Copy the records below word for word, with every line and coordinate unchanged. Leave out the picture markers.

[Records drawn from a dataset]
———

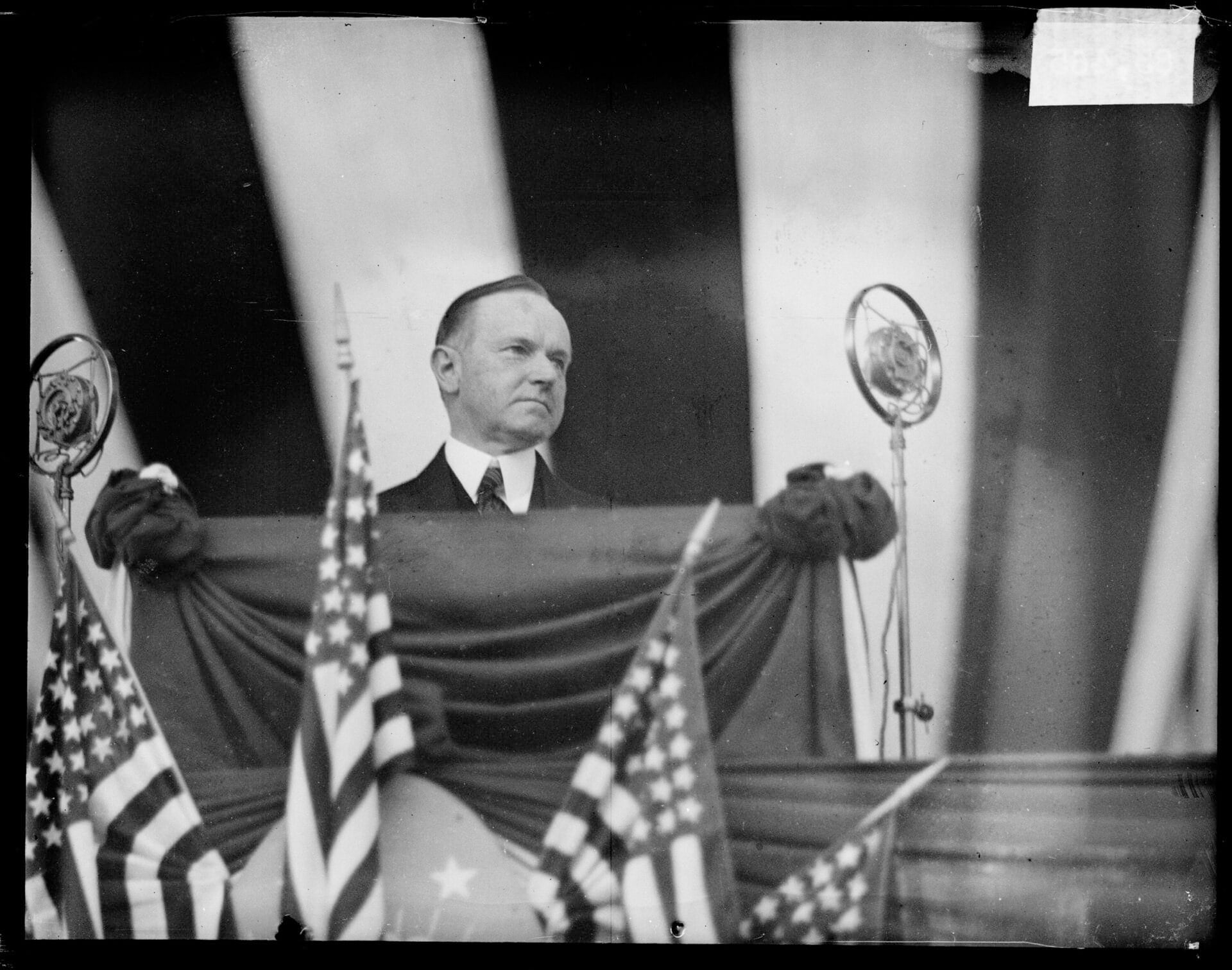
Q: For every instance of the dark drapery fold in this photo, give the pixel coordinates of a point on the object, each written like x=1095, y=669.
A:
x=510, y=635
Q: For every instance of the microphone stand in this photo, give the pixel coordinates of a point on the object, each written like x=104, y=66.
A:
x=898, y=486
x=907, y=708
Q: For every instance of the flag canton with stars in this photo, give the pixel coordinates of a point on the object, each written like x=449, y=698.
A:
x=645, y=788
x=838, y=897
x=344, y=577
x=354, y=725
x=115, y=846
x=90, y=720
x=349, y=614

———

■ Solution for this exercise ■
Q: For every instance of the dark drapery fold in this photo, give the pixel coordinates of a point on the object, each written like x=1095, y=669.
A:
x=510, y=635
Q: For every instance of the microphone stand in this photo, give the pixel coordinates of a point on the object, each written like x=104, y=66.
A:
x=898, y=486
x=907, y=708
Q: For every instance of the flag canton with stars in this photo, give the pixel coordinates of a point on the object, each written like x=449, y=698.
A:
x=645, y=788
x=838, y=897
x=344, y=577
x=354, y=725
x=115, y=846
x=90, y=720
x=349, y=614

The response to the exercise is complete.